» Source text
IonToParquet
Convert an ION file into Parquet.
type: "io.kestra.plugin.serdes.parquet.IonToParquet"
Examples
Read a CSV file, transform it and store the transformed data as a parquet file.
id: ion_to_parquet
namespace: company.team
tasks:
- id: download_csv
type: io.kestra.plugin.core.http.Download
description: salaries of data professionals from 2020 to 2023 (source ai-jobs.net)
uri: https://huggingface.co/datasets/kestra/datasets/raw/main/csv/salaries.csv
- id: avg_salary_by_job_title
type: io.kestra.plugin.jdbc.duckdb.Query
inputFiles:
data.csv: "{{ outputs.download_csv.uri }}"
sql: |
SELECT
job_title,
ROUND(AVG(salary),2) AS avg_salary
FROM read_csv_auto('{{ workingDir }}/data.csv', header=True)
GROUP BY job_title
HAVING COUNT(job_title) > 10
ORDER BY avg_salary DESC;
store: true
- id: result
type: io.kestra.plugin.serdes.parquet.IonToParquet
from: "{{ outputs.avg_salary_by_job_title.uri }}"
schema: |
{
"type": "record",
"name": "Salary",
"namespace": "com.example.salary",
"fields": [
{"name": "job_title", "type": "string"},
{"name": "avg_salary", "type": "double"}
]
}
Properties
from *Requiredstring
Source file URI
Pebble expression referencing an Internal Storage URI e.g. {{ outputs.mytask.uri }}
.
compressionCodec string
GZIP
UNCOMPRESSED
SNAPPY
GZIP
ZSTD
The compression to used
dateFormat string
yyyy-MM-dd[XXX]
Format to use when parsing date
datetimeFormat string
yyyy-MM-dd'T'HH:mm[:ss][.SSSSSS][XXX]
Format to use when parsing datetime
Default value is yyyy-MM-dd'T'HH: mm[: ss][.SSSSSS]XXX
decimalSeparator string
.
Character to recognize as decimal point (e.g. use ‘,’ for European data).
Default value is '.'
dictionaryPageSize integerstring
1048576
Max dictionary page size
falseValues array
["f","false","disabled","0","off","no",""]
Values to consider as False
inferAllFields booleanstring
false
Try to infer all fields
If true, we try to infer all fields with trueValues
, trueValues
& nullValues
.If false, we will infer bool & null only on field declared on schema as null
and bool
.

» Supplied entries

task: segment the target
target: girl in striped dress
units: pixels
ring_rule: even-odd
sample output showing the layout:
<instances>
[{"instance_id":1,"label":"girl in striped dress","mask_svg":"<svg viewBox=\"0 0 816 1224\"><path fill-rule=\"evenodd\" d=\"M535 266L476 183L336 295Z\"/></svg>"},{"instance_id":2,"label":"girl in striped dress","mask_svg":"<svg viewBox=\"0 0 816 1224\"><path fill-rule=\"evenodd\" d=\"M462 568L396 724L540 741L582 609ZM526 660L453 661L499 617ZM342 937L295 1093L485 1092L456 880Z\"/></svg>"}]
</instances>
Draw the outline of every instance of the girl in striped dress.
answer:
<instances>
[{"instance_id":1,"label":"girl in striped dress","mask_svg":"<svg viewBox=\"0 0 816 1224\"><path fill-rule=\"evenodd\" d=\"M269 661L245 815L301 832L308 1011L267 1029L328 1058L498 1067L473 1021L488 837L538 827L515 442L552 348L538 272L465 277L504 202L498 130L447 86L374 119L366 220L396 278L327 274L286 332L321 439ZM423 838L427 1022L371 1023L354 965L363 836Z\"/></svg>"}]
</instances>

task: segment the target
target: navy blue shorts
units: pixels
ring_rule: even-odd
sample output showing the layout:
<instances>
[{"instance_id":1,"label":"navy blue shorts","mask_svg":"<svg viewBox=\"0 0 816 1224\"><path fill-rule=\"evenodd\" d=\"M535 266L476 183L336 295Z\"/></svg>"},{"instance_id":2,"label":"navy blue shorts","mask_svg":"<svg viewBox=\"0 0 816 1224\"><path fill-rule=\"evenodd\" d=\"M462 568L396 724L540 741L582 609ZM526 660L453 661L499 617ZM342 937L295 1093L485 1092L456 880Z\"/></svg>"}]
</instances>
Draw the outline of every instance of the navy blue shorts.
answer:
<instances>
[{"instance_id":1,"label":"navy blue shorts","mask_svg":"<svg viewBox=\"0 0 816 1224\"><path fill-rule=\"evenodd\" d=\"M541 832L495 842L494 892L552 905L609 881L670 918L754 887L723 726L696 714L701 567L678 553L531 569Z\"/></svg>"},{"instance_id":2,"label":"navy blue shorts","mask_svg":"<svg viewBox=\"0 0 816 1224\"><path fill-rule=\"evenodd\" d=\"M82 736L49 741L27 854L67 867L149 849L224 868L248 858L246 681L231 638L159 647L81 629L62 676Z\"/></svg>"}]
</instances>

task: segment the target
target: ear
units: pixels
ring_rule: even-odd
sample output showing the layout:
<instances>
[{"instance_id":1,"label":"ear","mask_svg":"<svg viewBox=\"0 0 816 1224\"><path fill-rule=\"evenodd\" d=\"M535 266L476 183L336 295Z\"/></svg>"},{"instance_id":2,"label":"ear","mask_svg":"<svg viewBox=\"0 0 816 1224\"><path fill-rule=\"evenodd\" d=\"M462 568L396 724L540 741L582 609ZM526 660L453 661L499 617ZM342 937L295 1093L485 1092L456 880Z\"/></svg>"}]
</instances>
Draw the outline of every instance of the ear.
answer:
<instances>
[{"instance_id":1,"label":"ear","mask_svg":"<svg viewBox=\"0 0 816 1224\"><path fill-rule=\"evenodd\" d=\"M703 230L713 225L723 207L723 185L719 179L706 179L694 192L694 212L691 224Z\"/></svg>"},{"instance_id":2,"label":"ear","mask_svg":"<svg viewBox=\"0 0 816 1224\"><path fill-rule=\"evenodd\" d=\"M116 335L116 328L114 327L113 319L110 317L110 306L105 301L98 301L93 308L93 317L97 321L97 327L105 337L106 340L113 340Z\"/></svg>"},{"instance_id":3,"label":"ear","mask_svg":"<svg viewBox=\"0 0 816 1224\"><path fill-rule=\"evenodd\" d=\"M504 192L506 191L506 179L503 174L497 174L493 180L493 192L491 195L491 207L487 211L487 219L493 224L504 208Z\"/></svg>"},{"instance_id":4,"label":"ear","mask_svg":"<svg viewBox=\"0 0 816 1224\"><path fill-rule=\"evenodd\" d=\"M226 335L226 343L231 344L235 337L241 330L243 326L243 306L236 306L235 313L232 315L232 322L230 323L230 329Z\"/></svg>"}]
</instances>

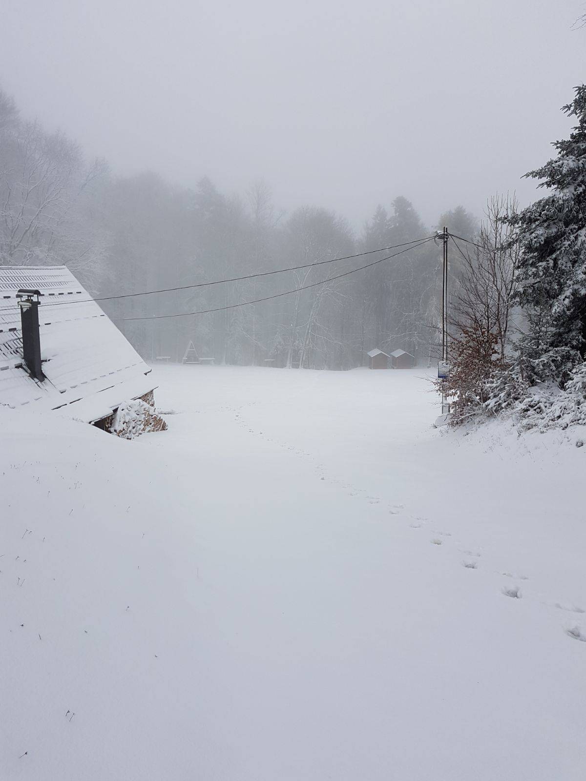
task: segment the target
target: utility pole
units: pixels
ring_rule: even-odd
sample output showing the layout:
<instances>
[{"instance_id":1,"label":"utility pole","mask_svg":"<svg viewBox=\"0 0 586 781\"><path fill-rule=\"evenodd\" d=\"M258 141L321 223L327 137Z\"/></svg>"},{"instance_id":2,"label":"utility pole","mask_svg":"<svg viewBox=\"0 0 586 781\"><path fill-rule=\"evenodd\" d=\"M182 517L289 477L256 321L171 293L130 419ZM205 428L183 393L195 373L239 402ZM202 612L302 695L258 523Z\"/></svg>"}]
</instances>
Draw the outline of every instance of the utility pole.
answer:
<instances>
[{"instance_id":1,"label":"utility pole","mask_svg":"<svg viewBox=\"0 0 586 781\"><path fill-rule=\"evenodd\" d=\"M449 234L444 226L443 233L438 234L443 244L443 264L441 269L441 360L438 366L438 378L441 380L441 414L447 415L450 411L445 394L445 381L448 379L449 366L448 363L448 240Z\"/></svg>"}]
</instances>

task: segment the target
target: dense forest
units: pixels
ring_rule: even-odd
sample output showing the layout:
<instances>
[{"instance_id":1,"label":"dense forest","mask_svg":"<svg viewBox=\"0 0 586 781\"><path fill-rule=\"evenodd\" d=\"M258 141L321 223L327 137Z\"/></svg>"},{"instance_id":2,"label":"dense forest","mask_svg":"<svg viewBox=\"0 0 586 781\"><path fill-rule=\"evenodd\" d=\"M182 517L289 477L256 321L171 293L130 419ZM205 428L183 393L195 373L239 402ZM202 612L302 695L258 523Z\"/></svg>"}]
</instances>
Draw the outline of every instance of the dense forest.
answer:
<instances>
[{"instance_id":1,"label":"dense forest","mask_svg":"<svg viewBox=\"0 0 586 781\"><path fill-rule=\"evenodd\" d=\"M4 93L0 202L2 265L65 264L98 298L184 288L102 302L147 359L180 360L193 341L220 363L350 369L373 348L401 348L427 364L438 357L441 250L433 240L397 245L444 224L463 237L477 230L461 206L424 225L400 195L357 234L327 208L285 212L263 180L234 194L208 178L187 189L149 172L116 176L64 134L23 119ZM298 266L306 267L188 287ZM188 314L209 309L220 311Z\"/></svg>"}]
</instances>

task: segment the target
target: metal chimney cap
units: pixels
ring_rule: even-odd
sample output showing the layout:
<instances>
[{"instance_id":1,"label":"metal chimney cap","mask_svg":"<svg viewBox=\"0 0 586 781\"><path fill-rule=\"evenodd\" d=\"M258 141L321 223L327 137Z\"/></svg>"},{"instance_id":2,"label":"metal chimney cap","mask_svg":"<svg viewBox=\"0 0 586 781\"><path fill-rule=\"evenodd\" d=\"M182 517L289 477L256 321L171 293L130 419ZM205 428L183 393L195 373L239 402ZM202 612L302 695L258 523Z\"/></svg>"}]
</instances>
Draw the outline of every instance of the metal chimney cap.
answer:
<instances>
[{"instance_id":1,"label":"metal chimney cap","mask_svg":"<svg viewBox=\"0 0 586 781\"><path fill-rule=\"evenodd\" d=\"M17 298L30 298L36 295L38 299L41 298L41 291L29 290L27 287L21 287L16 293Z\"/></svg>"}]
</instances>

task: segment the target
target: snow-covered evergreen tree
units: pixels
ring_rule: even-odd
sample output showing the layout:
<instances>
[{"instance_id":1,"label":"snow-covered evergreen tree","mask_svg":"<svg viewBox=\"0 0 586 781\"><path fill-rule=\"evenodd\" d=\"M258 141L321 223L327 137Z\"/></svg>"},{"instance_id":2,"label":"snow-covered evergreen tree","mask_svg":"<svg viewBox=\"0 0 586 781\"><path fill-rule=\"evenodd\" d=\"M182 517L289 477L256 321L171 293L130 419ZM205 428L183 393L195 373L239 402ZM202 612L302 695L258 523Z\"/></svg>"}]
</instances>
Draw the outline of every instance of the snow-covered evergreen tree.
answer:
<instances>
[{"instance_id":1,"label":"snow-covered evergreen tree","mask_svg":"<svg viewBox=\"0 0 586 781\"><path fill-rule=\"evenodd\" d=\"M521 346L533 366L528 379L562 384L586 353L586 84L576 87L563 110L577 119L570 138L553 144L557 157L526 174L552 192L516 220L522 248L518 298L531 314Z\"/></svg>"}]
</instances>

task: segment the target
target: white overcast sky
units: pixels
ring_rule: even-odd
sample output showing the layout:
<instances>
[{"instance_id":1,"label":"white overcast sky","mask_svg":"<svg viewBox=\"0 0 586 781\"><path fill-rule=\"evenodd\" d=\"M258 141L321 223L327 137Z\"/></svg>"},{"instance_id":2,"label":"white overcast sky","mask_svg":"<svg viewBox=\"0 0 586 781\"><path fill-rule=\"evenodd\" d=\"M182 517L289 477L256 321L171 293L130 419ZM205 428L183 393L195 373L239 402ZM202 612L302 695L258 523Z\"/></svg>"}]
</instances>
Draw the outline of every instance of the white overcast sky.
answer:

» Parts of the exercise
(a) Pick out and copy every line of the entries that contains the word "Draw", treating uppercase and lowercase as different.
(b) Carry on with the IonToParquet documentation from its last line.

» Per-task answers
(a)
Draw the outline of every instance of the girl in striped dress.
Draw the outline of every instance of the navy blue shorts.
Draw the outline of every instance of the ear.
Draw the outline of every instance of the utility pole.
Draw the outline of every instance of the dense forest.
Draw the outline of every instance of the metal chimney cap.
Draw the outline of every instance of the snow-covered evergreen tree.
Draw the outline of every instance of the white overcast sky.

(b)
nullValues array
["","#N/A","#N/A N/A","#NA","-1.#IND","-1.#QNAN","-NaN","1.#IND","1.#QNAN","NA","n/a","nan","null"]
Values to consider as null
numberOfRowsToScan integerstring
100
Number of row that will be scanned while inferring. The bigger it is, the more precise the output schema will be.
Only use when 'schema' property is empty
pageSize integerstring
1048576
Target page size
parquetVersion string
V2
V1
V2
Target row group size
rowGroupSize integerstring
134217728
Target row group size
schema string
The avro schema associated to the data
If empty the task will try to infer the schema from current data, you can use 'numberOfRowsToScan' property if needed
strictSchema booleanstring
false
Whether to consider a field present in the data but not declared in the schema as an error
Default value is false
timeFormat string
HH:mm[:ss][.SSSSSS][XXX]
Format to use when parsing time
timeZoneId string
Etc/UTC
Timezone to use when no timezone can be parsed on the source.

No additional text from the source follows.